▶ REQUIRED WORK: Carry on the mailing-list message about slow strided arrays in NumPy, starting right after its last sentence.

▶ EXTRACTED TEXT:
+ + + + +
[Numpy-discussion] Performance problems with strided arrays in NumPy

faltet at xot.carabos.com faltet at xot.carabos.com
Thu Apr 20 09:42:04 EDT 2006


On Wed, Apr 19, 2006 at 09:39:01PM -0600, Travis Oliphant wrote:
>>On another hand, I see that you have disabled the optimization for
>>unaligned data through the use of a check. Is there any reason for
>>doing that?  If I remove this check, I can achieve similar performance
>>than for numarray (a bit better, in fact).
>
>The only reason was to avoid pointer dereferencing on misaligned data 
>(dereferencing a misaligned pointer causes bus errors on Solaris).   
>But, if we can achieve it with a memmove, then there is no reason to 
>limit the code.

I see. Well, I've tried out with memmove instead than memcpy, and I
can reproduce the same slowdown than it was seen previously to using
your pointer addressing optimisation. I'm afraid that Shasha was right
in that memmove check for not overwriting destination is the
responsible for this.
+ + + + +
(Data items)
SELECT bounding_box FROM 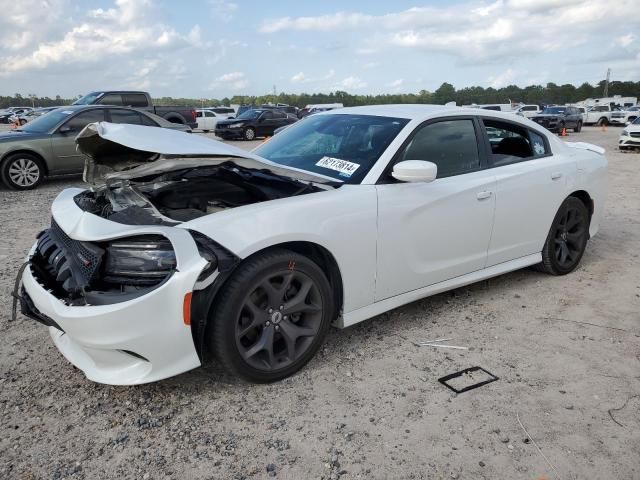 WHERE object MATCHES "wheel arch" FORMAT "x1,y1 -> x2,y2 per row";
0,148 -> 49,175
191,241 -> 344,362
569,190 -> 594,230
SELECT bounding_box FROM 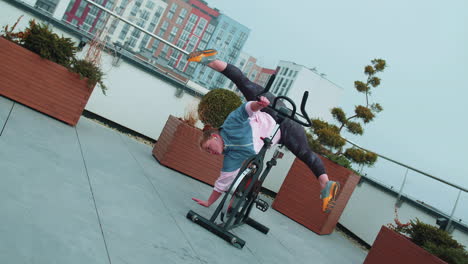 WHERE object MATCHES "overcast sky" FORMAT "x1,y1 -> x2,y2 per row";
+ + + + +
▶ ANSWER FOR THIS EXERCISE:
Having said that, and although I must admit that I don't know in deep
the different situations under which the source of a copy may overlap
the destination, my guess is that for typical element sizes (i.e. [1],
2, 4, 8 and 16) for which the optimization has been done, there is not
any harm on using memcpy instead of memmove (admittedly, you may come
with a counter-example of this, but I do hope you don't). In any case,
the use of memcpy is completely equivalent to the current optimization
using pointers except that, hopefully, pointer addressing is not made
on unaligned data. So, perhaps using the memcpy approach in Solaris
(under Sparc I guess) may avoid the bus errors. It would be nice if
anyone with access to such a platform can confirm this point. I'm
attaching a patch for current SVN numpy that uses the memcpy approach.
Feel free to try it against the benchmarks (also attached).

One last word, I've added a case for typesize 1 in addition of the
existing ones as this effectively improves the speed for 1-byte types.
Below are the speeds without the 1-byte case optimisation:

time for numpy contiguous --> 0.03
time for numarray contiguous --> 0.062
time for numpy strided (2) --> 0.078
time for numarray strided (2) --> 0.064
time for numpy strided (10) --> 0.081
time for numarray strided (10) --> 0.07

I haven't added a case for the unaligned case because this makes
non-sense for 1 byte sized types.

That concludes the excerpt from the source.